**Records provided:**
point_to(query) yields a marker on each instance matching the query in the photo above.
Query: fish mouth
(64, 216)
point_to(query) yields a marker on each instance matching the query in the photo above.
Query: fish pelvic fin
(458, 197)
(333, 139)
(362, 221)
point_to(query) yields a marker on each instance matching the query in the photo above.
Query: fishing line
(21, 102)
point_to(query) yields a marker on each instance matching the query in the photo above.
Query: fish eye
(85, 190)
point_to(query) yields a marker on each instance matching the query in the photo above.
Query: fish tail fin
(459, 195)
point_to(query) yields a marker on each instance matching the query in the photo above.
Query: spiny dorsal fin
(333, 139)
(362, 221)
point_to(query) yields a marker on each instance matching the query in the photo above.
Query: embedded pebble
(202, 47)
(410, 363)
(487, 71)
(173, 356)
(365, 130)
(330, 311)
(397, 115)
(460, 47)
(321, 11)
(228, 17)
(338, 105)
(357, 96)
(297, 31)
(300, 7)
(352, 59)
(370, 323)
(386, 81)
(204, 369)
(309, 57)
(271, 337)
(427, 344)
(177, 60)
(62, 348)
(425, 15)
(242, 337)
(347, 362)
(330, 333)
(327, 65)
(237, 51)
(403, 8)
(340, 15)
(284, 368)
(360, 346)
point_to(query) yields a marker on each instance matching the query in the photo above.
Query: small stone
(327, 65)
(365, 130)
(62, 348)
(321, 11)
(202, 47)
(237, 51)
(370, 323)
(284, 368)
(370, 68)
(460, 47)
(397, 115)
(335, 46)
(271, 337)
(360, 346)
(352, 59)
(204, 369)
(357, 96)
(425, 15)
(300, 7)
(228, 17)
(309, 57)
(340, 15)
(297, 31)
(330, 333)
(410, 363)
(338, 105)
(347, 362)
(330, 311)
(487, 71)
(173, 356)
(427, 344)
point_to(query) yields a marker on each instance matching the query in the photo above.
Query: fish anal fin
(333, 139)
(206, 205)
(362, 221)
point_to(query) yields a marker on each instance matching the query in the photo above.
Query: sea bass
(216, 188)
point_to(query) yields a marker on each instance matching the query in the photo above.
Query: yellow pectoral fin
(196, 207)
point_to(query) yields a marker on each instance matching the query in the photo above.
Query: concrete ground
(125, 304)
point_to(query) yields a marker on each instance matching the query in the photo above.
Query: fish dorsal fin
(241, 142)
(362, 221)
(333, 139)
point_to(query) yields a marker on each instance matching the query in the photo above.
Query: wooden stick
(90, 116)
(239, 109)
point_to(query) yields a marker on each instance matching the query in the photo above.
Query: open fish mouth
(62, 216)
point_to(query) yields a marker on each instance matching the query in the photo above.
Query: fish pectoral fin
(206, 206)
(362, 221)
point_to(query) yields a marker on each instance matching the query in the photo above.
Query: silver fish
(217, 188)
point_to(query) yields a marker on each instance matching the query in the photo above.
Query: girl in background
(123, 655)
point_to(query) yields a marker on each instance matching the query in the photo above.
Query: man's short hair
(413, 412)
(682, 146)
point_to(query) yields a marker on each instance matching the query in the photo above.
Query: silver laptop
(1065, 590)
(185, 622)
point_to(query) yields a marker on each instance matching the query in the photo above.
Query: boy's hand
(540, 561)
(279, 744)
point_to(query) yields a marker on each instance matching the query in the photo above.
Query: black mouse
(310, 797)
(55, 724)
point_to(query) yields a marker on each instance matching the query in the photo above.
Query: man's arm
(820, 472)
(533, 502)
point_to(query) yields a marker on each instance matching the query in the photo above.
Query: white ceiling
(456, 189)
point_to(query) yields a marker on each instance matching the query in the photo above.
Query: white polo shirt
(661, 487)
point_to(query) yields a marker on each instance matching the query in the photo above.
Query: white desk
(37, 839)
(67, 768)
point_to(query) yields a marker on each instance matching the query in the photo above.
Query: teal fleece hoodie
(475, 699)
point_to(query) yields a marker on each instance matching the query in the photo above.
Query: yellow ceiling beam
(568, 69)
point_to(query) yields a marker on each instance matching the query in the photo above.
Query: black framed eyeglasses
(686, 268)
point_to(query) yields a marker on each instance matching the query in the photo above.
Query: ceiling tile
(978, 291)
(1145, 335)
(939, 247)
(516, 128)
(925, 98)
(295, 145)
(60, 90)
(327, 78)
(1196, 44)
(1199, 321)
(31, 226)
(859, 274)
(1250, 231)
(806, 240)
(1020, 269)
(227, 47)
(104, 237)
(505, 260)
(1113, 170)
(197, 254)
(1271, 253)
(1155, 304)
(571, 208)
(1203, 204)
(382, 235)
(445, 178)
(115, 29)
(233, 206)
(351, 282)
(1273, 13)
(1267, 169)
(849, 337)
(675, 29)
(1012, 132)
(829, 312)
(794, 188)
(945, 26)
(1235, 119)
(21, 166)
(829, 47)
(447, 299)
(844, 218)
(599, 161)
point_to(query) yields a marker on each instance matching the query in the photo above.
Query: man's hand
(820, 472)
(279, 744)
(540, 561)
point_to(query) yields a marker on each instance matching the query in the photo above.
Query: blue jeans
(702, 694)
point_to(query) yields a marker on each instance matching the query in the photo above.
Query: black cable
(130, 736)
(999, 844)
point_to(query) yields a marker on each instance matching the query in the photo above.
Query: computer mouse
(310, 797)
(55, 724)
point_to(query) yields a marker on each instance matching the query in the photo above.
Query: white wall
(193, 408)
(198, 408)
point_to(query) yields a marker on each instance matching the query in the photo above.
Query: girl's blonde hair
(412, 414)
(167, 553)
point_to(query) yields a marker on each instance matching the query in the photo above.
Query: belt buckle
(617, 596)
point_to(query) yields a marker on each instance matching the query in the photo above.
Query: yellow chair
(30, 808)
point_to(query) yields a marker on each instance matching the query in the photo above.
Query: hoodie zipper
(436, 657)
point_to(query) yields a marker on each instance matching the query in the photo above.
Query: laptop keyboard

**Short exercise:** Print the material above once more, exactly.

**Answer for the task:**
point_to(query) yields a marker on each instance matching the query in the photo above.
Query: fish mouth
(64, 216)
point_to(query) yields a marker on each instance matching the query in the photo above.
Query: fish pelvic fin
(458, 197)
(333, 139)
(362, 221)
point_to(query) yields a marker on each instance matching the query in the photo above.
Query: fishing line
(21, 102)
point_to(query) yields a marker on each instance matching the query in the photo above.
Query: fish eye
(85, 190)
point_to(query) yields a marker on each instance matching the query in the photo above.
Query: fish tail fin
(459, 195)
point_to(query) yields a marker on each instance matching the query in the photo above.
Query: spiny dorsal fin
(333, 139)
(362, 221)
point_to(query) yields a marker on each instance matching the query in the photo above.
Query: embedded pebble
(202, 47)
(410, 363)
(487, 71)
(173, 356)
(365, 130)
(330, 311)
(397, 115)
(460, 47)
(321, 11)
(228, 17)
(338, 105)
(357, 96)
(297, 31)
(300, 7)
(352, 59)
(370, 323)
(386, 81)
(204, 369)
(309, 57)
(271, 337)
(427, 344)
(177, 60)
(62, 348)
(425, 15)
(242, 337)
(347, 362)
(330, 333)
(327, 65)
(237, 51)
(403, 8)
(340, 15)
(284, 368)
(360, 346)
point_to(query) yields a marker on each instance matching the query in the photo above.
Query: small stone
(327, 65)
(365, 130)
(62, 348)
(321, 11)
(202, 47)
(237, 51)
(370, 323)
(284, 368)
(370, 68)
(460, 47)
(397, 115)
(335, 46)
(271, 337)
(360, 346)
(352, 59)
(204, 369)
(357, 96)
(425, 15)
(300, 7)
(228, 17)
(309, 57)
(340, 15)
(297, 31)
(330, 333)
(410, 363)
(338, 105)
(347, 362)
(330, 311)
(487, 71)
(173, 356)
(427, 344)
point_to(query) yields a marker on each instance matching the query in the photo above.
Query: fish anal fin
(333, 139)
(206, 205)
(362, 221)
point_to(query) yields a marker on each instance matching the query in the photo above.
Query: sea bass
(216, 188)
point_to(query) yields a marker on each instance matching the query in the photo above.
Query: yellow pectoral fin
(196, 207)
point_to(query) yields a marker on each instance matching the query in the photo above.
Query: concrete ground
(125, 304)
point_to(query) yields a marker on each instance matching the query in the photo above.
Query: fish dorsal fin
(241, 142)
(362, 221)
(333, 139)
point_to(query) yields a marker on each instance matching the query in the photo above.
Query: wooden stick
(90, 116)
(239, 109)
point_to(query) yields a marker on each instance matching the query in the photo above.
Query: open fish mouth
(62, 216)
point_to(query) yields a marker on each instance matching the query in the photo above.
Query: fish pectoral fin
(206, 206)
(362, 221)
point_to(query) yields a marker on each instance matching the query in the photo above.
Query: silver fish
(217, 188)
point_to(query) yields a marker on each instance matching the query in the photo above.
Query: girl in background
(123, 655)
point_to(query) yields a marker on each instance matching the query in the photo above.
Query: man's short hair
(413, 412)
(682, 146)
point_to(query) yields a marker on each instance matching the query in the photo above.
Query: silver laptop
(1065, 590)
(185, 622)
point_to(query) yields a marker on each instance matching the query in the photo above.
Query: boy's hand
(540, 561)
(279, 744)
point_to(query) yields a marker on each instance matching the query in the photo above.
Query: black mouse
(310, 797)
(55, 724)
point_to(query) yields a marker on each instance matching the query in the photo above.
Query: man's arm
(820, 472)
(533, 502)
point_to(query) yields a marker on each instance matching the query in the photo above.
Query: white ceiling
(456, 189)
point_to(query) yields a marker on each instance matching the query in the photo above.
Query: white polo shirt
(661, 487)
point_to(query) yields a marker on each instance matching the query in the photo above.
Query: white desk
(37, 839)
(67, 768)
point_to(query) yields a marker on each instance matching the query in the photo above.
Query: teal fleece hoodie
(475, 699)
point_to(query) yields a marker on each instance matching the query in the photo above.
Query: yellow ceiling beam
(568, 69)
point_to(query) yields a marker on each instance matching the query in the photo above.
Query: black framed eyeglasses
(686, 268)
point_to(query) yields a marker on each instance matching the query in the photo above.
Query: ceiling tile
(978, 291)
(1145, 335)
(939, 247)
(516, 128)
(925, 98)
(295, 145)
(60, 90)
(327, 78)
(1196, 44)
(1199, 321)
(31, 226)
(859, 274)
(1250, 231)
(806, 240)
(1020, 269)
(227, 47)
(104, 237)
(505, 260)
(1113, 170)
(197, 254)
(1271, 253)
(1155, 304)
(571, 208)
(1203, 204)
(382, 235)
(445, 178)
(115, 29)
(233, 206)
(351, 282)
(1273, 13)
(1267, 169)
(849, 337)
(675, 29)
(1012, 132)
(829, 312)
(794, 188)
(945, 26)
(1235, 119)
(21, 166)
(829, 47)
(447, 299)
(844, 218)
(599, 161)
point_to(query) yields a marker on each instance matching the query in the photo above.
Query: man's hand
(820, 472)
(279, 744)
(540, 561)
point_to(query) yields a marker on each instance matching the query in the photo above.
Query: blue jeans
(702, 694)
point_to(query) yields a marker on each instance matching the query in the photo above.
Query: black cable
(130, 736)
(999, 844)
point_to(query) yields a marker on each instance matching the query in the photo above.
Query: computer mouse
(310, 797)
(55, 724)
point_to(query) yields a marker on each instance matching the query in the photo above.
Query: white wall
(193, 408)
(198, 408)
point_to(query) yields a marker on each instance matching the query in the photo above.
Query: girl's blonde hair
(412, 414)
(167, 553)
point_to(query) yields a marker on each instance matching the query in the photo above.
Query: belt buckle
(617, 596)
point_to(query) yields a marker on each instance matching the query in the photo above.
Query: yellow chair
(30, 808)
point_to(query) yields a marker on each instance matching the query in the photo above.
Query: hoodie zipper
(436, 657)
point_to(query) yields a marker on each instance matching the query in the photo above.
Query: laptop keyboard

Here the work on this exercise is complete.